**Trabalho a realizar:**
a. De acordo com o trecho fornecido, que aptidão o artista desenvolve com anos de exercício?
b. Com base no trecho fornecido, explique por que o poeta não é obrigado a expressar aspectos da sua vida pessoal em sua obra.
c. Transcreva do trecho fornecido tudo o que vai desde "Há quem entenda" até "necessariamente, ser seguida.".

**Trecho fornecido:**

- - - -

Faces, não
fases
O artista, em especial o poeta, desenvolve, com anos de
exercício, a aptidão de explorar, sutilmente, o subconsciente, à cata de
emoções que lhe sirvam de matéria-prima para maravilhosas obras de arte. Sons,
imagens, odores, sensações agradáveis ditadas pelos cinco sentidos, são
transformados por esses criadores (que valorizam e dão nobreza à vida humana)
em melodias, telas, esculturas, palavras que formam metáforas bem ajustadas e
harmoniosas. Com o talento de que são dotados, nos transmitem suas emoções, às
quais agregamos as nossas, ditadas por nossa própria experiência pessoal.
Há quem entenda que o poeta expresse, ou deva expressar,
aspectos da sua vida pessoal em sua obra. Nem sempre. Pode fazê-lo ou não. Não
se trata de nenhuma regra arbitrária que deva, necessariamente, ser seguida.

- - - -

**Conjunto de registros:**
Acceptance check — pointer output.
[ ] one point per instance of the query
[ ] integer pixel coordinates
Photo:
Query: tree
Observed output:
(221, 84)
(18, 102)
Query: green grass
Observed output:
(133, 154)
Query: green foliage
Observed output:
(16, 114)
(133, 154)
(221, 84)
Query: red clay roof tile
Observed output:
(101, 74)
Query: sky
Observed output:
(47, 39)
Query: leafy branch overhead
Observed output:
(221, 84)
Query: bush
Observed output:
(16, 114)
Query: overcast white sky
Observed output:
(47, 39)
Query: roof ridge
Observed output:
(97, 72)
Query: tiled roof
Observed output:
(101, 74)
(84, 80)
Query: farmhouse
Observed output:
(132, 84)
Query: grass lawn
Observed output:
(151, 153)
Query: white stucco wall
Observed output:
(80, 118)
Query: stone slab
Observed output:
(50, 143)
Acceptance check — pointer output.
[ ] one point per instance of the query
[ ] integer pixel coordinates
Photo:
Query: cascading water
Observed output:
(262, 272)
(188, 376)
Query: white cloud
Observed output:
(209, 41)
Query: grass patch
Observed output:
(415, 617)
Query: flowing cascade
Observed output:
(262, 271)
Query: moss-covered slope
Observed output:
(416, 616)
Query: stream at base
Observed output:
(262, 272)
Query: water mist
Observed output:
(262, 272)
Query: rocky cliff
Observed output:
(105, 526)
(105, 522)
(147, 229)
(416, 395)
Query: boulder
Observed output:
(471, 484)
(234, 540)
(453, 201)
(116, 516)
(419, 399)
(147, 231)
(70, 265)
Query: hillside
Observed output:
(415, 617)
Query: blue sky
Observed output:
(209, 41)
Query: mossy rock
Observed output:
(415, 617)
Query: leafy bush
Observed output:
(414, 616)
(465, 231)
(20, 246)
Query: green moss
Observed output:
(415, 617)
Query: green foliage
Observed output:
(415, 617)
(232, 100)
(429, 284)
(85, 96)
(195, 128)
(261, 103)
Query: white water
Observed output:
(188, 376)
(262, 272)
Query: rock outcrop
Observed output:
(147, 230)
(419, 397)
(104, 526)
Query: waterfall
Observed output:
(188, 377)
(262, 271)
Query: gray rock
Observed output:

- - - -

**As respostas:**
a. A aptidão de explorar, sutilmente, o subconsciente, à cata de emoções que lhe sirvam de matéria-prima para obras de arte.

b. Isso não é nenhuma regra arbitrária que deva, necessariamente, ser seguida. Por isso, o poeta pode fazê-lo ou não.

c.
Há quem entenda que o poeta expresse, ou deva expressar,
aspectos da sua vida pessoal em sua obra. Nem sempre. Pode fazê-lo ou não. Não
se trata de nenhuma regra arbitrária que deva, necessariamente, ser seguida.